# Task objective:
Can you render every line of the records below as a Markdown table with the columns No. and Text, numbering the rows in order and skipping blank lines? Leave the pictures out of the answer.

**** The input ****

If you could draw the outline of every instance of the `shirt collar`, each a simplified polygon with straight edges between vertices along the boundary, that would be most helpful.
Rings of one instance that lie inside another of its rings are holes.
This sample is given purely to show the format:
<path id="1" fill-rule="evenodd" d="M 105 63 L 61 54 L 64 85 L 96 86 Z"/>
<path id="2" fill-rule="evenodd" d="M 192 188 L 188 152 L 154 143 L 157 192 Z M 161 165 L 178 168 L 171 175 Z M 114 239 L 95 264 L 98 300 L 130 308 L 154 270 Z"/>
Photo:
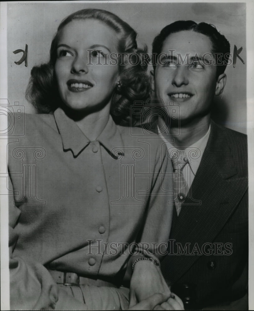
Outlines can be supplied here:
<path id="1" fill-rule="evenodd" d="M 168 149 L 169 149 L 169 148 L 175 148 L 176 149 L 177 149 L 177 148 L 174 147 L 174 146 L 173 146 L 172 144 L 171 144 L 169 142 L 167 141 L 163 137 L 163 135 L 160 132 L 160 130 L 158 127 L 158 131 L 159 136 L 164 142 L 167 143 L 167 146 Z M 208 130 L 205 135 L 203 136 L 203 137 L 201 137 L 201 138 L 198 140 L 197 142 L 195 142 L 191 146 L 189 146 L 188 147 L 188 149 L 190 149 L 192 148 L 198 148 L 201 152 L 201 155 L 197 159 L 191 159 L 191 169 L 195 174 L 197 172 L 199 166 L 199 165 L 200 164 L 200 162 L 201 161 L 201 158 L 202 157 L 202 156 L 203 156 L 203 153 L 205 151 L 205 149 L 206 146 L 206 145 L 207 143 L 207 142 L 208 140 L 208 138 L 209 138 L 210 132 L 211 125 L 210 125 L 209 126 Z M 186 149 L 185 150 L 186 150 Z M 182 151 L 185 151 L 185 150 Z M 188 152 L 187 152 L 186 154 L 187 154 Z M 188 159 L 188 160 L 190 160 L 190 159 Z"/>
<path id="2" fill-rule="evenodd" d="M 77 156 L 91 142 L 61 108 L 58 108 L 54 113 L 54 116 L 64 149 L 71 150 L 75 156 Z M 123 146 L 120 132 L 111 115 L 104 129 L 96 140 L 99 142 L 111 154 L 113 148 Z"/>

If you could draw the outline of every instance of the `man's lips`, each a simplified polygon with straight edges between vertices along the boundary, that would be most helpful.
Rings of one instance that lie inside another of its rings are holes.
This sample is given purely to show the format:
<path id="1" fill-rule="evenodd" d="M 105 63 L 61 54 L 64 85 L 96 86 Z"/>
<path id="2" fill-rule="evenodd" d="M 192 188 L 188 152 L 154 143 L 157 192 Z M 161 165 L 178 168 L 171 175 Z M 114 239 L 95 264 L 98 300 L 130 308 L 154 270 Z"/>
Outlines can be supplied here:
<path id="1" fill-rule="evenodd" d="M 82 92 L 91 89 L 93 86 L 91 82 L 87 80 L 77 80 L 71 79 L 67 82 L 69 90 L 72 92 Z"/>
<path id="2" fill-rule="evenodd" d="M 189 92 L 171 92 L 168 95 L 174 99 L 174 100 L 187 100 L 193 96 L 193 94 Z"/>

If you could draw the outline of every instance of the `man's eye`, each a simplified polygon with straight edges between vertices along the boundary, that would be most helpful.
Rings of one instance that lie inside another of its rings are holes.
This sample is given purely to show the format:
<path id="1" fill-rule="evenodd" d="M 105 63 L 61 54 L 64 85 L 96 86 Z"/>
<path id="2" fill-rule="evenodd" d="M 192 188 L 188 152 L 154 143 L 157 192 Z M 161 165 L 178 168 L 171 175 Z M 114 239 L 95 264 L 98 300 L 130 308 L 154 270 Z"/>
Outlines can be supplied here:
<path id="1" fill-rule="evenodd" d="M 202 69 L 204 68 L 204 66 L 202 64 L 198 62 L 194 62 L 192 64 L 191 66 L 193 68 L 196 69 Z"/>
<path id="2" fill-rule="evenodd" d="M 165 60 L 164 62 L 164 66 L 166 67 L 175 67 L 176 66 L 176 64 L 175 63 L 170 60 Z"/>
<path id="3" fill-rule="evenodd" d="M 59 57 L 72 56 L 72 54 L 70 52 L 68 52 L 66 50 L 61 50 L 58 52 L 58 56 Z"/>

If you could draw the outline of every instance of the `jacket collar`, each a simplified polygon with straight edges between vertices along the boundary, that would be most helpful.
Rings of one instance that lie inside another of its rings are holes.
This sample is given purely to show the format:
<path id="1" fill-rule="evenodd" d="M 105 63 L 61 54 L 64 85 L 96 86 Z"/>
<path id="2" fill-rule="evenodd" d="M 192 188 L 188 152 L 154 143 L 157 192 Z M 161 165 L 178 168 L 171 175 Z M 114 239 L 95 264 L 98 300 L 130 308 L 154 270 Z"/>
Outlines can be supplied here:
<path id="1" fill-rule="evenodd" d="M 74 156 L 77 156 L 91 142 L 61 108 L 58 108 L 54 116 L 64 149 L 71 150 Z M 123 146 L 120 132 L 111 115 L 104 129 L 96 140 L 111 154 L 111 151 L 115 147 Z"/>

****

# Result for this exercise:
| No. | Text |
|---|---|
| 1 | If you could draw the outline of every instance of the `shirt collar`, each a simplified polygon with straight edges between vertices along the boundary, that would be most helpful. |
| 2 | Rings of one instance that lie inside another of its rings are holes. |
| 3 | This sample is given purely to show the format: |
| 4 | <path id="1" fill-rule="evenodd" d="M 105 63 L 61 54 L 64 85 L 96 86 Z"/> |
| 5 | <path id="2" fill-rule="evenodd" d="M 192 188 L 188 152 L 154 143 L 157 192 Z M 161 165 L 178 168 L 171 175 Z M 114 239 L 95 264 L 98 300 L 130 308 L 154 270 Z"/> |
| 6 | Photo: |
| 7 | Outlines can be supplied here: |
| 8 | <path id="1" fill-rule="evenodd" d="M 168 149 L 169 149 L 169 148 L 175 148 L 176 149 L 177 149 L 177 148 L 174 147 L 174 146 L 173 146 L 172 144 L 171 144 L 169 142 L 167 141 L 163 137 L 163 135 L 160 132 L 160 130 L 158 127 L 158 131 L 159 136 L 164 142 L 167 143 L 167 146 Z M 208 130 L 205 135 L 203 136 L 203 137 L 201 137 L 201 138 L 198 140 L 197 142 L 195 142 L 191 146 L 189 146 L 188 147 L 188 149 L 190 149 L 192 148 L 198 148 L 201 152 L 201 155 L 197 159 L 191 159 L 191 169 L 195 174 L 197 172 L 199 166 L 199 165 L 200 164 L 200 162 L 201 161 L 201 158 L 202 157 L 202 156 L 203 156 L 203 153 L 205 151 L 205 149 L 206 146 L 206 145 L 207 143 L 207 142 L 208 140 L 208 138 L 209 138 L 210 132 L 211 125 L 210 125 L 209 126 Z M 186 149 L 185 150 L 186 150 Z M 182 151 L 185 151 L 185 150 Z M 188 152 L 187 152 L 186 154 L 187 154 Z M 188 159 L 188 160 L 190 160 L 190 159 Z"/> |
| 9 | <path id="2" fill-rule="evenodd" d="M 77 156 L 91 142 L 61 108 L 58 108 L 54 113 L 54 116 L 64 149 L 71 150 L 75 156 Z M 123 146 L 120 132 L 111 115 L 104 129 L 96 140 L 99 142 L 111 154 L 113 148 Z"/> |
| 10 | If you could draw the outline of every instance of the `man's lips`, each a simplified polygon with straight edges between vertices along the boundary, that would be most helpful. |
| 11 | Rings of one instance that lie inside another of its rings are holes. |
| 12 | This sample is given purely to show the format: |
| 13 | <path id="1" fill-rule="evenodd" d="M 105 63 L 61 54 L 64 85 L 96 86 Z"/> |
| 14 | <path id="2" fill-rule="evenodd" d="M 192 188 L 188 152 L 154 143 L 157 192 Z M 161 165 L 178 168 L 171 175 Z M 114 239 L 95 264 L 98 300 L 130 308 L 154 270 Z"/> |
| 15 | Outlines can be supplied here: |
| 16 | <path id="1" fill-rule="evenodd" d="M 82 92 L 91 89 L 93 86 L 91 82 L 87 80 L 77 80 L 71 79 L 67 82 L 69 90 L 72 92 Z"/> |
| 17 | <path id="2" fill-rule="evenodd" d="M 189 92 L 171 92 L 168 95 L 174 99 L 174 100 L 187 100 L 193 96 L 193 94 Z"/> |
| 18 | If you could draw the outline of every instance of the `man's eye`, each a simplified polygon with straight edges between vertices along the boundary, that would be most helpful. |
| 19 | Rings of one instance that lie inside another of its rings are holes. |
| 20 | This sample is given purely to show the format: |
| 21 | <path id="1" fill-rule="evenodd" d="M 105 63 L 61 54 L 64 85 L 96 86 Z"/> |
| 22 | <path id="2" fill-rule="evenodd" d="M 192 188 L 188 152 L 154 143 L 157 192 Z M 161 165 L 178 168 L 171 175 Z M 114 239 L 95 264 L 98 300 L 130 308 L 154 270 Z"/> |
| 23 | Outlines can be supplied here: |
| 24 | <path id="1" fill-rule="evenodd" d="M 202 69 L 204 68 L 204 66 L 202 64 L 198 62 L 194 62 L 192 64 L 191 66 L 193 68 L 196 69 Z"/> |
| 25 | <path id="2" fill-rule="evenodd" d="M 165 60 L 164 62 L 164 66 L 166 67 L 175 67 L 176 66 L 176 64 L 175 63 L 170 60 Z"/> |
| 26 | <path id="3" fill-rule="evenodd" d="M 59 57 L 72 56 L 72 54 L 70 52 L 68 52 L 66 50 L 61 50 L 58 52 L 58 56 Z"/> |
| 27 | If you could draw the outline of every instance of the `jacket collar`, each a simplified polygon with straight edges between vertices along the boundary, that would be most helpful. |
| 28 | Rings of one instance that lie inside another of its rings are holes. |
| 29 | This sample is given purely to show the format: |
| 30 | <path id="1" fill-rule="evenodd" d="M 105 63 L 61 54 L 64 85 L 96 86 Z"/> |
| 31 | <path id="2" fill-rule="evenodd" d="M 192 188 L 188 152 L 154 143 L 157 192 Z M 161 165 L 178 168 L 171 175 Z M 114 239 L 95 264 L 98 300 L 130 308 L 154 270 Z"/> |
| 32 | Outlines can be supplied here: |
| 33 | <path id="1" fill-rule="evenodd" d="M 74 156 L 77 156 L 91 142 L 61 108 L 58 108 L 54 116 L 64 149 L 71 150 Z M 123 146 L 120 132 L 111 115 L 104 129 L 96 140 L 111 154 L 111 151 L 115 147 Z"/> |